Stored items from a collection
┌────────
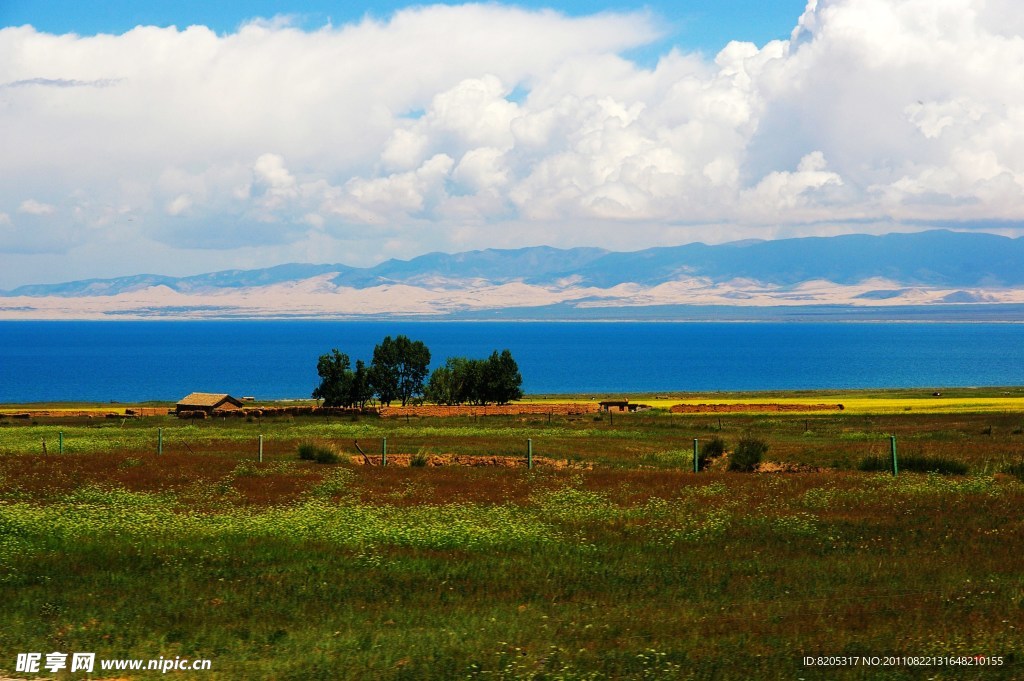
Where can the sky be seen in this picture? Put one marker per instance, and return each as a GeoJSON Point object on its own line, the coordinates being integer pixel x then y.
{"type": "Point", "coordinates": [182, 137]}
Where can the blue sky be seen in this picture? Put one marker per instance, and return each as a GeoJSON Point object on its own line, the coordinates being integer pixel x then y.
{"type": "Point", "coordinates": [357, 133]}
{"type": "Point", "coordinates": [701, 25]}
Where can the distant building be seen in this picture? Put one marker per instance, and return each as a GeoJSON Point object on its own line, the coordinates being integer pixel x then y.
{"type": "Point", "coordinates": [211, 402]}
{"type": "Point", "coordinates": [622, 406]}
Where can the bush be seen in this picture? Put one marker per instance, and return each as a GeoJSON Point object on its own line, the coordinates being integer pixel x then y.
{"type": "Point", "coordinates": [1017, 470]}
{"type": "Point", "coordinates": [713, 449]}
{"type": "Point", "coordinates": [748, 455]}
{"type": "Point", "coordinates": [915, 464]}
{"type": "Point", "coordinates": [317, 453]}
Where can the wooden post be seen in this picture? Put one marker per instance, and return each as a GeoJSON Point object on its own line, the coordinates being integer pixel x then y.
{"type": "Point", "coordinates": [892, 443]}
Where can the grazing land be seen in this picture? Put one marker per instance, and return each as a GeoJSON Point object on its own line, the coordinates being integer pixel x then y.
{"type": "Point", "coordinates": [609, 559]}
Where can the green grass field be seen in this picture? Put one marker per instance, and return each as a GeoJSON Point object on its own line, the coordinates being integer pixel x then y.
{"type": "Point", "coordinates": [623, 564]}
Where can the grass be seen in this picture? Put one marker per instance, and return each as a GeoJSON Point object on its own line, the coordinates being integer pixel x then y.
{"type": "Point", "coordinates": [636, 568]}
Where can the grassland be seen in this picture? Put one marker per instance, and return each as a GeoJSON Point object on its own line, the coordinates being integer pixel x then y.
{"type": "Point", "coordinates": [626, 566]}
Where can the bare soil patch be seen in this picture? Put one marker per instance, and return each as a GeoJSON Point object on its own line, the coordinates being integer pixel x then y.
{"type": "Point", "coordinates": [434, 460]}
{"type": "Point", "coordinates": [771, 407]}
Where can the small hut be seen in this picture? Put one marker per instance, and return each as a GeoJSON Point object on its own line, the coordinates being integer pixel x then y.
{"type": "Point", "coordinates": [211, 402]}
{"type": "Point", "coordinates": [614, 406]}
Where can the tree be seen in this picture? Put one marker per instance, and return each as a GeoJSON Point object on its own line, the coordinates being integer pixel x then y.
{"type": "Point", "coordinates": [461, 380]}
{"type": "Point", "coordinates": [359, 391]}
{"type": "Point", "coordinates": [504, 382]}
{"type": "Point", "coordinates": [398, 369]}
{"type": "Point", "coordinates": [336, 379]}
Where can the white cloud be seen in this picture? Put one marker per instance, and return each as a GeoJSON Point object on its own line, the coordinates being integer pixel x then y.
{"type": "Point", "coordinates": [440, 128]}
{"type": "Point", "coordinates": [179, 205]}
{"type": "Point", "coordinates": [33, 207]}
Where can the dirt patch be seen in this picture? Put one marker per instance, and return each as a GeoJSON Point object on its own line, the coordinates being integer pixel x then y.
{"type": "Point", "coordinates": [563, 409]}
{"type": "Point", "coordinates": [434, 460]}
{"type": "Point", "coordinates": [771, 408]}
{"type": "Point", "coordinates": [783, 467]}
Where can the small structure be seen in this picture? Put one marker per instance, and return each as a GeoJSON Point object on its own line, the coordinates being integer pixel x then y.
{"type": "Point", "coordinates": [622, 406]}
{"type": "Point", "coordinates": [211, 402]}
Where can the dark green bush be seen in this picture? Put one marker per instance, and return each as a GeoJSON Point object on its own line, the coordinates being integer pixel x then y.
{"type": "Point", "coordinates": [915, 464]}
{"type": "Point", "coordinates": [748, 455]}
{"type": "Point", "coordinates": [713, 449]}
{"type": "Point", "coordinates": [1017, 470]}
{"type": "Point", "coordinates": [317, 453]}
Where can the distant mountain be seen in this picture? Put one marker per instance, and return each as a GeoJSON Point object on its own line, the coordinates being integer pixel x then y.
{"type": "Point", "coordinates": [939, 267]}
{"type": "Point", "coordinates": [929, 258]}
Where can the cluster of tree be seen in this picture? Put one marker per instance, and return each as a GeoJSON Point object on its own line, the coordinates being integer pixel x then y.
{"type": "Point", "coordinates": [399, 369]}
{"type": "Point", "coordinates": [396, 373]}
{"type": "Point", "coordinates": [463, 381]}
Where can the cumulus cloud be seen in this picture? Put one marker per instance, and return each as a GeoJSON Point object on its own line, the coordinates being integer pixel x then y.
{"type": "Point", "coordinates": [33, 207]}
{"type": "Point", "coordinates": [479, 125]}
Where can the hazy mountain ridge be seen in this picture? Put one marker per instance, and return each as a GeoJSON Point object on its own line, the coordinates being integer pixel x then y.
{"type": "Point", "coordinates": [932, 259]}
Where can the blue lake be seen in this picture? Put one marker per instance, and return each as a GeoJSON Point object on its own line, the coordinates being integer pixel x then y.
{"type": "Point", "coordinates": [140, 360]}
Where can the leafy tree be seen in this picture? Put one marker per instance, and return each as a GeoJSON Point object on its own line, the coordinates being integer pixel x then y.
{"type": "Point", "coordinates": [398, 369]}
{"type": "Point", "coordinates": [336, 379]}
{"type": "Point", "coordinates": [476, 381]}
{"type": "Point", "coordinates": [443, 386]}
{"type": "Point", "coordinates": [360, 392]}
{"type": "Point", "coordinates": [504, 382]}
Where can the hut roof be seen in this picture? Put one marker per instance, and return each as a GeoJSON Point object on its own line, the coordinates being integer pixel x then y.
{"type": "Point", "coordinates": [206, 398]}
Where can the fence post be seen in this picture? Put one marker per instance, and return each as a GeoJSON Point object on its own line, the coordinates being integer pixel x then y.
{"type": "Point", "coordinates": [892, 443]}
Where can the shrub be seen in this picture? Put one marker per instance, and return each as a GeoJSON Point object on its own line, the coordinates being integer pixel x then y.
{"type": "Point", "coordinates": [915, 464]}
{"type": "Point", "coordinates": [317, 453]}
{"type": "Point", "coordinates": [713, 449]}
{"type": "Point", "coordinates": [748, 455]}
{"type": "Point", "coordinates": [1017, 470]}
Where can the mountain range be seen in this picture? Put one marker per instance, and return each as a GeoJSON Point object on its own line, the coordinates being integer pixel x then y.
{"type": "Point", "coordinates": [936, 269]}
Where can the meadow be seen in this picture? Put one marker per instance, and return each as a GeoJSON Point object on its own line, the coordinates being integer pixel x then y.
{"type": "Point", "coordinates": [617, 563]}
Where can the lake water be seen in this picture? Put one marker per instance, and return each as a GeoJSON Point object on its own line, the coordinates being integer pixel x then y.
{"type": "Point", "coordinates": [140, 360]}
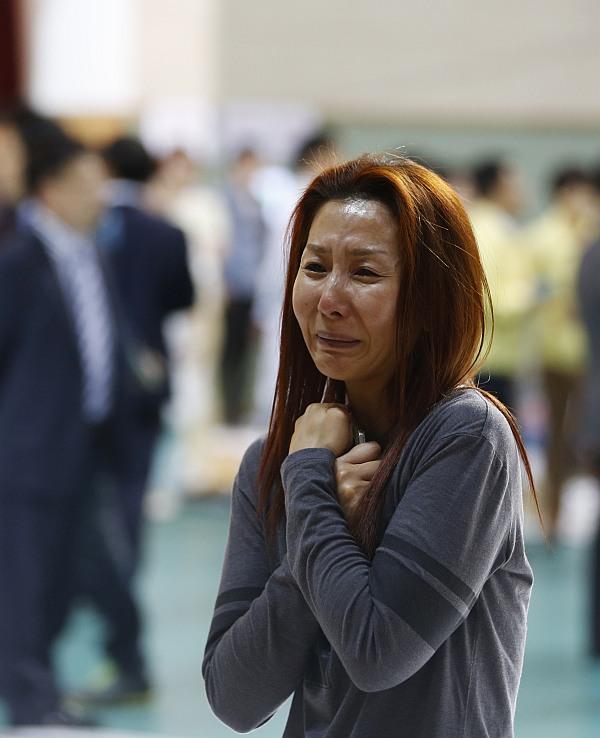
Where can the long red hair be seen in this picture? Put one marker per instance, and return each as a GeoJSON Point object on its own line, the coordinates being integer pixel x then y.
{"type": "Point", "coordinates": [441, 320]}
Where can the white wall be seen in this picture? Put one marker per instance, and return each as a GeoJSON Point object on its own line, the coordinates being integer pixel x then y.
{"type": "Point", "coordinates": [427, 59]}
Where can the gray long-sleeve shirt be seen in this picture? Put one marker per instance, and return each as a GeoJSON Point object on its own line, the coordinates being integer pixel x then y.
{"type": "Point", "coordinates": [424, 641]}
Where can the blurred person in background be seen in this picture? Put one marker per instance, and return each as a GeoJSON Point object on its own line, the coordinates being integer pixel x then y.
{"type": "Point", "coordinates": [148, 265]}
{"type": "Point", "coordinates": [12, 170]}
{"type": "Point", "coordinates": [241, 268]}
{"type": "Point", "coordinates": [62, 382]}
{"type": "Point", "coordinates": [555, 242]}
{"type": "Point", "coordinates": [375, 567]}
{"type": "Point", "coordinates": [278, 189]}
{"type": "Point", "coordinates": [498, 200]}
{"type": "Point", "coordinates": [588, 436]}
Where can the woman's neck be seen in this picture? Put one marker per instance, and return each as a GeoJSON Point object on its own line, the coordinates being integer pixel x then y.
{"type": "Point", "coordinates": [371, 411]}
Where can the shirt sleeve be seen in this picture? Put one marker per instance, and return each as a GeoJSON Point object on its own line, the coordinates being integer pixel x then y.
{"type": "Point", "coordinates": [262, 630]}
{"type": "Point", "coordinates": [385, 618]}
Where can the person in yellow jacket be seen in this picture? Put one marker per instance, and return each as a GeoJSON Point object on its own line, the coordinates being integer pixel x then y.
{"type": "Point", "coordinates": [508, 270]}
{"type": "Point", "coordinates": [556, 241]}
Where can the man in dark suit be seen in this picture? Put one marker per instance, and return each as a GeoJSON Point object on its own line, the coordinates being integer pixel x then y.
{"type": "Point", "coordinates": [148, 257]}
{"type": "Point", "coordinates": [12, 170]}
{"type": "Point", "coordinates": [148, 263]}
{"type": "Point", "coordinates": [61, 385]}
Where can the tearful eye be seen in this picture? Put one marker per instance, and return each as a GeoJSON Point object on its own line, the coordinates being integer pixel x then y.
{"type": "Point", "coordinates": [314, 266]}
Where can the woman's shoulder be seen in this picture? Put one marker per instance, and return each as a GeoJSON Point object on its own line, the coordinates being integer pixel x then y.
{"type": "Point", "coordinates": [467, 412]}
{"type": "Point", "coordinates": [250, 463]}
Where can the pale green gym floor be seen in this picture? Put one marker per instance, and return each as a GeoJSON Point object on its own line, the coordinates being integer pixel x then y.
{"type": "Point", "coordinates": [560, 691]}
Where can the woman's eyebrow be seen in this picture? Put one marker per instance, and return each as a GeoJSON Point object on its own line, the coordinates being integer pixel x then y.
{"type": "Point", "coordinates": [357, 251]}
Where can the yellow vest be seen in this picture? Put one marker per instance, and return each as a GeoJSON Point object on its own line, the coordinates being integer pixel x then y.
{"type": "Point", "coordinates": [509, 272]}
{"type": "Point", "coordinates": [556, 247]}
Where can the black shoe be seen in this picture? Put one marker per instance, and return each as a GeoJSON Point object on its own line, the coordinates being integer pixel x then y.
{"type": "Point", "coordinates": [126, 687]}
{"type": "Point", "coordinates": [67, 718]}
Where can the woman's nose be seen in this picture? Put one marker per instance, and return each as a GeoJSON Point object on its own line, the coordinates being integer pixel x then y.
{"type": "Point", "coordinates": [333, 299]}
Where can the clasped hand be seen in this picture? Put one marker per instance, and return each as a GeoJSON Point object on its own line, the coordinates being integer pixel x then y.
{"type": "Point", "coordinates": [329, 425]}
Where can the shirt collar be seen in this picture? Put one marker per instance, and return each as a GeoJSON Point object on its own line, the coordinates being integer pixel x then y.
{"type": "Point", "coordinates": [62, 240]}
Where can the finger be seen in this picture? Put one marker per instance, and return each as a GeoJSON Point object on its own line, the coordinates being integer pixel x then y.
{"type": "Point", "coordinates": [362, 452]}
{"type": "Point", "coordinates": [367, 470]}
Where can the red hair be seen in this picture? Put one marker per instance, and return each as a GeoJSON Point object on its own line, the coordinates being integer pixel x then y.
{"type": "Point", "coordinates": [441, 320]}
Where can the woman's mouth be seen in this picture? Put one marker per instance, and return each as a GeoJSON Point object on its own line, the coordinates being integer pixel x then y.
{"type": "Point", "coordinates": [332, 341]}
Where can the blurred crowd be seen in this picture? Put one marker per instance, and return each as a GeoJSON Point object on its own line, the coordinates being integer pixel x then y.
{"type": "Point", "coordinates": [138, 294]}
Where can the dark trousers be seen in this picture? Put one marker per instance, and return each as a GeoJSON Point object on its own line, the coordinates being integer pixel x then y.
{"type": "Point", "coordinates": [235, 356]}
{"type": "Point", "coordinates": [561, 390]}
{"type": "Point", "coordinates": [111, 550]}
{"type": "Point", "coordinates": [40, 541]}
{"type": "Point", "coordinates": [37, 562]}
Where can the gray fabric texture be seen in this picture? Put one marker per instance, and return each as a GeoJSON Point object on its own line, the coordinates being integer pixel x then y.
{"type": "Point", "coordinates": [424, 641]}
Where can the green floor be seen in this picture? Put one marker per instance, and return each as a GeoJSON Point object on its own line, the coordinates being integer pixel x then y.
{"type": "Point", "coordinates": [559, 698]}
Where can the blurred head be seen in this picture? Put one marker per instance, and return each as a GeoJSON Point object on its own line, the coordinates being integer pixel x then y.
{"type": "Point", "coordinates": [12, 163]}
{"type": "Point", "coordinates": [498, 182]}
{"type": "Point", "coordinates": [315, 153]}
{"type": "Point", "coordinates": [244, 165]}
{"type": "Point", "coordinates": [127, 158]}
{"type": "Point", "coordinates": [573, 190]}
{"type": "Point", "coordinates": [68, 179]}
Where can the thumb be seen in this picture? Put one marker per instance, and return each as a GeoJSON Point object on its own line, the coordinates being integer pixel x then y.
{"type": "Point", "coordinates": [362, 452]}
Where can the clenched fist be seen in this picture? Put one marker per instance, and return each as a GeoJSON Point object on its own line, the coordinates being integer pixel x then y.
{"type": "Point", "coordinates": [323, 425]}
{"type": "Point", "coordinates": [354, 470]}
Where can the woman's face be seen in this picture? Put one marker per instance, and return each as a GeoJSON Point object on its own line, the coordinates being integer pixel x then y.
{"type": "Point", "coordinates": [346, 291]}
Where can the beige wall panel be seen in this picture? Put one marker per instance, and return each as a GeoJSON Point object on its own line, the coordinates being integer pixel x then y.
{"type": "Point", "coordinates": [452, 60]}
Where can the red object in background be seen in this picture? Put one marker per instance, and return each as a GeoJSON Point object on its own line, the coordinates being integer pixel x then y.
{"type": "Point", "coordinates": [10, 55]}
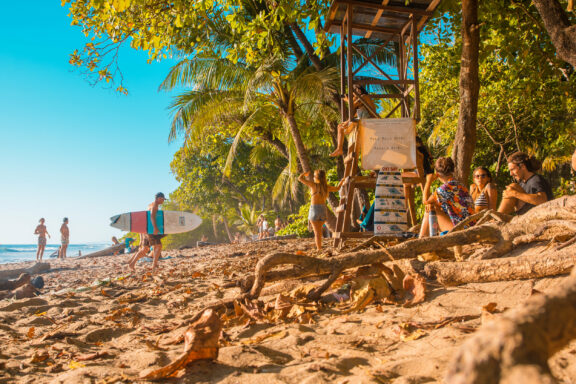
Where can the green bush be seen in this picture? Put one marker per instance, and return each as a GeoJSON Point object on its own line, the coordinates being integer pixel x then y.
{"type": "Point", "coordinates": [298, 223]}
└────────
> _What you should do_: Every line from the line containing "Where can the red object" through the last line above is to be printed exactly. Pictures are not copied.

> _Solved problem_:
Where can the red object in background be seen in this picture? Put one marker per instance, and return each as a GeoJSON Point object on its own line, the coordinates being integer pixel x then y.
{"type": "Point", "coordinates": [10, 55]}
Where can the green bush be seen in this picture? Put one marker per instance, and return each as a GeoJSON Point object on its own line, the coordinates being integer pixel x then y.
{"type": "Point", "coordinates": [298, 223]}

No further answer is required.